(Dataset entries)
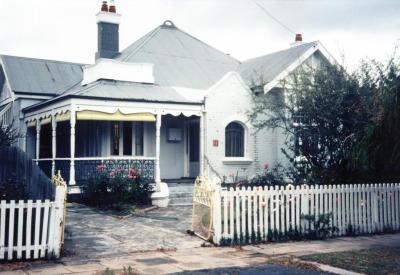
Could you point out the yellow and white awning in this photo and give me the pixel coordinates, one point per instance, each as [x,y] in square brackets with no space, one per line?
[117,116]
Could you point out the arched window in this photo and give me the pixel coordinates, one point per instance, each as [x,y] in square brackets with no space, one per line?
[234,140]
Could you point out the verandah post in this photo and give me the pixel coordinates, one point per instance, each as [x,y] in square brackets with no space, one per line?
[72,142]
[38,127]
[158,146]
[53,144]
[216,208]
[59,205]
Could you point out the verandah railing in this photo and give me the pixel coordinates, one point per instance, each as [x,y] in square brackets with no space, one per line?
[259,214]
[86,167]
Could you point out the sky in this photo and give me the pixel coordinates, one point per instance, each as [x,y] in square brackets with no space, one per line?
[66,30]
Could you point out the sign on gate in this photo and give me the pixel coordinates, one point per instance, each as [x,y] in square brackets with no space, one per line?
[202,209]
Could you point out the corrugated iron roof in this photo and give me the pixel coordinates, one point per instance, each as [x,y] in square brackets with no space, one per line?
[121,90]
[179,59]
[129,91]
[39,76]
[269,66]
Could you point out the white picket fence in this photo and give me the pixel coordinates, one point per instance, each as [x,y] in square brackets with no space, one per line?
[32,229]
[369,208]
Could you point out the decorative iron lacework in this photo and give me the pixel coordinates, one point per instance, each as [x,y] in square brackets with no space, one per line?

● What to produce:
Each record above is to be restated exactly, with its pictures removed from the copy.

● Expected answer:
Could you point out the yellow and white awning in this photo and give me the pixel coordinates, one point per instance, each as [x,y] in square brackets with no space, one per line?
[117,116]
Could you point out the arched window in this photo and give me the pixel coordinates, one point per instance, each as [x,y] in square brackets with no space, one per line?
[234,140]
Could you point out the verandah post in this photo and give me the pixel coordinates, one point per instance, each as [x,y] in square brackets with no space, one per line?
[72,142]
[38,127]
[158,146]
[53,144]
[216,208]
[59,205]
Could you point out the verandah railing in this photo and give me the pixel coordinates, one point per instance, each as [x,y] in square brackets with no space, one per line?
[259,214]
[86,167]
Could you point out the sky in this photo and give me the pixel coordinates, one point per instance, each as [x,y] in square brackets with no space, one per line?
[66,30]
Could you point out the sign on gate in this photo and give me the pixel coordinates, one point per instance, each as [x,y] in square brackets with no space, one per line?
[202,209]
Could you point out the corrugated iron roof in this photo and give me the pixel coordinates, one point per instance, each as [x,y] in square brackets with no space, one per line?
[121,90]
[179,59]
[129,91]
[39,76]
[269,66]
Could you point out the white picket fence in this photo and give me the pixel coordinates, one point per instance, each as [x,y] in square brackets with no space, one per line?
[32,229]
[369,208]
Could you point out the decorative iron lacework in this photo and give me the pixel coordinates, one point per instance, each as [x,y] in square brackets with no space, one per line?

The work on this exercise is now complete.